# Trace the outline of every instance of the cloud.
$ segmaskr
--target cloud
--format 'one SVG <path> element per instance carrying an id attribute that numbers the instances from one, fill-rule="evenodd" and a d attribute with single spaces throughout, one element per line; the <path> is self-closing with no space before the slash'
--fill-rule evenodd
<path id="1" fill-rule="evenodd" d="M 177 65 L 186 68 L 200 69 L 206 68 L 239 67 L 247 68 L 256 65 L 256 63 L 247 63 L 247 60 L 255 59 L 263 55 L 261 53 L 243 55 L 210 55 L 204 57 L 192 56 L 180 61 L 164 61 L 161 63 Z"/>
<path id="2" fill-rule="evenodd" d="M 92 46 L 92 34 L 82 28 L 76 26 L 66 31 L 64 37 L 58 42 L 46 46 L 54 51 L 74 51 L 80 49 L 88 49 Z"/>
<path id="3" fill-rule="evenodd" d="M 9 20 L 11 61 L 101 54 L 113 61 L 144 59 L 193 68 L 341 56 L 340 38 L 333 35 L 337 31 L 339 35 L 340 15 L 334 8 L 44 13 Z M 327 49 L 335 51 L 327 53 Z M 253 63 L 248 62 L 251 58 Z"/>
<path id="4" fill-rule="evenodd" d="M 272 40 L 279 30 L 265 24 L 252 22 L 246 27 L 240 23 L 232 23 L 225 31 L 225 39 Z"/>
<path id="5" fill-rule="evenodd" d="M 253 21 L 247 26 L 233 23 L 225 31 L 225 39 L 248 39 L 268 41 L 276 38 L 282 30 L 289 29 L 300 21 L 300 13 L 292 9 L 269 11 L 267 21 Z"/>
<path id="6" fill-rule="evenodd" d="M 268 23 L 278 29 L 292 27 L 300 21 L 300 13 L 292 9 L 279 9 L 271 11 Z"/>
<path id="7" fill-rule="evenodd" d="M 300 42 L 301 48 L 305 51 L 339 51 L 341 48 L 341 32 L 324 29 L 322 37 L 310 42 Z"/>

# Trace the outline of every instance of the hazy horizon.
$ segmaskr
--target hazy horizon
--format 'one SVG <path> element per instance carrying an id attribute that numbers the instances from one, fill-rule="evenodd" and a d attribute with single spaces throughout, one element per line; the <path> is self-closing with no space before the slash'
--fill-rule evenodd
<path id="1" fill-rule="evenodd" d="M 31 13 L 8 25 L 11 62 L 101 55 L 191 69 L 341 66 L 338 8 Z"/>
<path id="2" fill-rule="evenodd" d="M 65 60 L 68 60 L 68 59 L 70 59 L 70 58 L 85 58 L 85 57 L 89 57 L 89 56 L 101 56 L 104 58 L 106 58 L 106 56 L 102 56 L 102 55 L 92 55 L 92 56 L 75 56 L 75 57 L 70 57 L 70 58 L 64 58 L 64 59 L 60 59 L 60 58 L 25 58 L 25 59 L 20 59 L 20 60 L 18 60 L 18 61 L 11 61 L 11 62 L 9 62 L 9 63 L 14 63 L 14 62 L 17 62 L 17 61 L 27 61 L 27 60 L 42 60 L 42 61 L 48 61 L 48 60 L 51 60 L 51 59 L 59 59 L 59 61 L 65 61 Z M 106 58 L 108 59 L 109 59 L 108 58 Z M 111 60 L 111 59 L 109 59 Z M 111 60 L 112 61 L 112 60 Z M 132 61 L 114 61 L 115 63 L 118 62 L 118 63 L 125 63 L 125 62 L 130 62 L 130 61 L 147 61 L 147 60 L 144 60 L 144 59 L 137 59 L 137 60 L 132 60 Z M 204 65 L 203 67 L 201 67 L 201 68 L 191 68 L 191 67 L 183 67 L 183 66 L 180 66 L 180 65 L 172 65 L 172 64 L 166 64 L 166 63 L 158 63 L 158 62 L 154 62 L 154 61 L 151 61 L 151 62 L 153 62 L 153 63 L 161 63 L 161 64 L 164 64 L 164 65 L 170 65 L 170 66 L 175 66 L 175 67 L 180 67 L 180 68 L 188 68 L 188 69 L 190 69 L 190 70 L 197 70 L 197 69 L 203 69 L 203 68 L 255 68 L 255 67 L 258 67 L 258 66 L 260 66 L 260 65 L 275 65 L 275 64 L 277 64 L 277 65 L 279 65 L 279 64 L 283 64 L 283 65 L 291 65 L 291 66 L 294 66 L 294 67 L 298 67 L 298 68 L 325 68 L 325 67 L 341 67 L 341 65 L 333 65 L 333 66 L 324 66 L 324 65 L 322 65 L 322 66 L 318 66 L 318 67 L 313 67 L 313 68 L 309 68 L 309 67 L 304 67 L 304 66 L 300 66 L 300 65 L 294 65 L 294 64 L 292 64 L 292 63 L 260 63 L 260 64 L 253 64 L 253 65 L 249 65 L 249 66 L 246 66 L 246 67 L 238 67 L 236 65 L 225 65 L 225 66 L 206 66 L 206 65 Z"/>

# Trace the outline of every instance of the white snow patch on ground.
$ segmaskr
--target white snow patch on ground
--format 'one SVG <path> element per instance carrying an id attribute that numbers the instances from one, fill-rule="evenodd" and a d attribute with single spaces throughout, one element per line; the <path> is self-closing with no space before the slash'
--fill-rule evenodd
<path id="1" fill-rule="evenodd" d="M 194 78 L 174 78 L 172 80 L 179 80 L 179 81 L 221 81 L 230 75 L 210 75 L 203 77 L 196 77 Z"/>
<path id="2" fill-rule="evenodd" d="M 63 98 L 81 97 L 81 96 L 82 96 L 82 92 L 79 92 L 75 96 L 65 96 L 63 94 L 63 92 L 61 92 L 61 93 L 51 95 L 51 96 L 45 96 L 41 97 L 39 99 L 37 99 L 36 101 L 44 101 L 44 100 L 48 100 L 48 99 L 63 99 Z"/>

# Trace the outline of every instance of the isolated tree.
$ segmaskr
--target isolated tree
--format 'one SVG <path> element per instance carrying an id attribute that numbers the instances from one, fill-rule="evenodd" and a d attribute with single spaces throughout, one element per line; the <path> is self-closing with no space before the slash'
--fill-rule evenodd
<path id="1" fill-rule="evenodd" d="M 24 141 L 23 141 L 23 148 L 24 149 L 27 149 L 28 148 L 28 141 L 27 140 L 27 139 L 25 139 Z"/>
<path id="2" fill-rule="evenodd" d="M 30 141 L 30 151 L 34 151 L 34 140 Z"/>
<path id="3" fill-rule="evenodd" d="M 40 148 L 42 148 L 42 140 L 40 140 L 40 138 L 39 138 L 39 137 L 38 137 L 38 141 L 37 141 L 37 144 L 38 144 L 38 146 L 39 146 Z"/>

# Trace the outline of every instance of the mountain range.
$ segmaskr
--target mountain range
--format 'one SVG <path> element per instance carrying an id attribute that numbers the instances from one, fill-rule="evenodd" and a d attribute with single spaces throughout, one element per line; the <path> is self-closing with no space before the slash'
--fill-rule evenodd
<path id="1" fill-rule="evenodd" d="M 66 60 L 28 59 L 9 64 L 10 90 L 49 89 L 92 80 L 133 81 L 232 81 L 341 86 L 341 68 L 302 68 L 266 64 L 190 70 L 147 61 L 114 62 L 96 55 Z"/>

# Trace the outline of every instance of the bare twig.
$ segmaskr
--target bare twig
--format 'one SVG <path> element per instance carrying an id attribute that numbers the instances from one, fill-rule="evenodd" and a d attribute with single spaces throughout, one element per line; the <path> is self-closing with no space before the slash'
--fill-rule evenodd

◆ Aufgabenstellung ◆
Geben Sie sämtliche obigen Datensätze Zeile für Zeile unverändert wieder.

◆ Übungsergebnis ◆
# Trace the outline of every instance of the cloud.
$ segmaskr
--target cloud
--format 'one SVG <path> element per instance carrying an id attribute that numbers the instances from one, fill-rule="evenodd" and a d attribute with single spaces throughout, one element per line; the <path> is self-closing with no space before the slash'
--fill-rule evenodd
<path id="1" fill-rule="evenodd" d="M 177 65 L 186 68 L 200 69 L 206 68 L 239 67 L 247 68 L 256 65 L 256 63 L 247 63 L 247 60 L 255 59 L 263 55 L 261 53 L 243 55 L 210 55 L 204 57 L 192 56 L 180 61 L 164 61 L 161 63 Z"/>
<path id="2" fill-rule="evenodd" d="M 92 46 L 92 34 L 82 28 L 76 26 L 66 31 L 64 37 L 58 42 L 46 46 L 54 51 L 74 51 L 80 49 L 88 49 Z"/>
<path id="3" fill-rule="evenodd" d="M 9 20 L 11 61 L 101 54 L 113 61 L 144 59 L 193 68 L 341 56 L 340 38 L 333 35 L 337 31 L 339 35 L 340 15 L 334 8 L 44 13 Z M 327 49 L 335 51 L 327 53 Z M 253 63 L 248 62 L 251 58 Z"/>
<path id="4" fill-rule="evenodd" d="M 272 40 L 279 30 L 265 24 L 252 22 L 246 27 L 240 23 L 232 23 L 225 31 L 225 39 Z"/>
<path id="5" fill-rule="evenodd" d="M 253 21 L 247 26 L 233 23 L 225 31 L 225 39 L 248 39 L 268 41 L 276 38 L 282 30 L 289 29 L 300 21 L 300 13 L 292 9 L 269 11 L 267 21 Z"/>
<path id="6" fill-rule="evenodd" d="M 268 23 L 278 29 L 292 27 L 300 21 L 300 13 L 292 9 L 279 9 L 271 11 Z"/>
<path id="7" fill-rule="evenodd" d="M 300 42 L 301 48 L 305 51 L 339 51 L 341 48 L 341 32 L 324 29 L 322 37 L 310 42 Z"/>

# Trace the outline of every instance of the hazy horizon.
$ segmaskr
--target hazy horizon
--format 'one SVG <path> element per instance carrying an id attribute that numbers the instances from one, fill-rule="evenodd" and a d attribute with single spaces throughout, one element per line; the <path> is self-closing with no space before the slash'
--fill-rule evenodd
<path id="1" fill-rule="evenodd" d="M 31 13 L 8 25 L 11 62 L 101 55 L 191 69 L 341 66 L 338 8 Z"/>
<path id="2" fill-rule="evenodd" d="M 65 60 L 68 60 L 68 59 L 70 59 L 70 58 L 85 58 L 85 57 L 89 57 L 89 56 L 101 56 L 104 58 L 106 58 L 106 56 L 102 56 L 102 55 L 92 55 L 92 56 L 75 56 L 75 57 L 70 57 L 70 58 L 64 58 L 64 59 L 60 59 L 60 58 L 25 58 L 25 59 L 20 59 L 20 60 L 18 60 L 18 61 L 11 61 L 11 62 L 9 62 L 9 63 L 14 63 L 14 62 L 17 62 L 17 61 L 27 61 L 27 60 L 42 60 L 42 61 L 48 61 L 48 60 L 51 60 L 51 59 L 59 59 L 59 61 L 65 61 Z M 106 58 L 108 59 L 109 59 L 108 58 Z M 111 60 L 111 59 L 109 59 Z M 111 60 L 112 61 L 112 60 Z M 132 61 L 114 61 L 115 63 L 118 62 L 118 63 L 125 63 L 125 62 L 130 62 L 130 61 L 147 61 L 147 60 L 144 60 L 144 59 L 137 59 L 137 60 L 132 60 Z M 204 65 L 203 67 L 201 67 L 201 68 L 191 68 L 191 67 L 183 67 L 183 66 L 180 66 L 180 65 L 172 65 L 172 64 L 166 64 L 166 63 L 158 63 L 158 62 L 154 62 L 154 61 L 151 61 L 151 62 L 153 62 L 153 63 L 161 63 L 161 64 L 164 64 L 164 65 L 170 65 L 170 66 L 175 66 L 175 67 L 180 67 L 180 68 L 188 68 L 188 69 L 190 69 L 190 70 L 197 70 L 197 69 L 203 69 L 203 68 L 255 68 L 255 67 L 258 67 L 258 66 L 260 66 L 260 65 L 275 65 L 275 64 L 277 64 L 277 65 L 279 65 L 279 64 L 283 64 L 283 65 L 291 65 L 291 66 L 294 66 L 294 67 L 298 67 L 298 68 L 325 68 L 325 67 L 341 67 L 341 65 L 333 65 L 333 66 L 324 66 L 324 65 L 322 65 L 322 66 L 318 66 L 318 67 L 313 67 L 313 68 L 309 68 L 309 67 L 304 67 L 304 66 L 300 66 L 300 65 L 294 65 L 294 64 L 292 64 L 292 63 L 260 63 L 260 64 L 253 64 L 253 65 L 249 65 L 249 66 L 246 66 L 246 67 L 238 67 L 236 65 L 225 65 L 225 66 L 206 66 L 206 65 Z"/>

# Trace the outline of every instance of the white snow patch on ground.
$ segmaskr
--target white snow patch on ground
--format 'one SVG <path> element per instance carrying an id attribute that numbers the instances from one, fill-rule="evenodd" and a d attribute with single spaces throughout, one element per line; the <path> is self-closing with no space before the slash'
--fill-rule evenodd
<path id="1" fill-rule="evenodd" d="M 194 78 L 174 78 L 172 80 L 179 80 L 179 81 L 221 81 L 230 75 L 210 75 L 203 77 L 196 77 Z"/>
<path id="2" fill-rule="evenodd" d="M 63 98 L 81 97 L 81 96 L 82 96 L 82 92 L 79 92 L 75 96 L 65 96 L 63 94 L 63 92 L 61 92 L 61 93 L 51 95 L 51 96 L 45 96 L 41 97 L 39 99 L 37 99 L 36 101 L 44 101 L 44 100 L 48 100 L 48 99 L 63 99 Z"/>

# Trace the outline of every instance of the isolated tree.
$ segmaskr
--target isolated tree
--format 'one SVG <path> element per instance carrying an id attribute that numbers the instances from one, fill-rule="evenodd" and a d attribute with single spaces throughout, one element per line; the <path> is self-closing with no space before the slash'
--fill-rule evenodd
<path id="1" fill-rule="evenodd" d="M 24 141 L 23 141 L 23 148 L 24 149 L 27 149 L 28 148 L 28 141 L 27 140 L 27 139 L 25 139 Z"/>
<path id="2" fill-rule="evenodd" d="M 30 141 L 30 151 L 34 151 L 34 140 Z"/>
<path id="3" fill-rule="evenodd" d="M 40 148 L 42 148 L 42 140 L 40 140 L 40 138 L 39 138 L 39 137 L 38 137 L 38 141 L 37 141 L 37 144 L 38 144 L 38 146 L 39 146 Z"/>

# Trace the outline of every instance of the mountain range.
$ segmaskr
--target mountain range
--format 'one SVG <path> element per instance carrying an id attribute that numbers the instances from one, fill-rule="evenodd" and a d attribute with single spaces throughout, one element per line; the <path> is self-closing with no space before the slash'
--fill-rule evenodd
<path id="1" fill-rule="evenodd" d="M 66 60 L 28 59 L 9 64 L 10 90 L 49 89 L 92 80 L 133 81 L 232 81 L 341 86 L 341 68 L 302 68 L 266 64 L 190 70 L 147 61 L 114 62 L 96 55 Z"/>

# Trace the outline of every instance of the bare twig.
$ segmaskr
--target bare twig
--format 'one SVG <path> element per instance carrying an id attribute that numbers the instances from one, fill-rule="evenodd" and a d attribute with single spaces throughout, one element per line; the <path> is self-closing with no space before the slash'
--fill-rule evenodd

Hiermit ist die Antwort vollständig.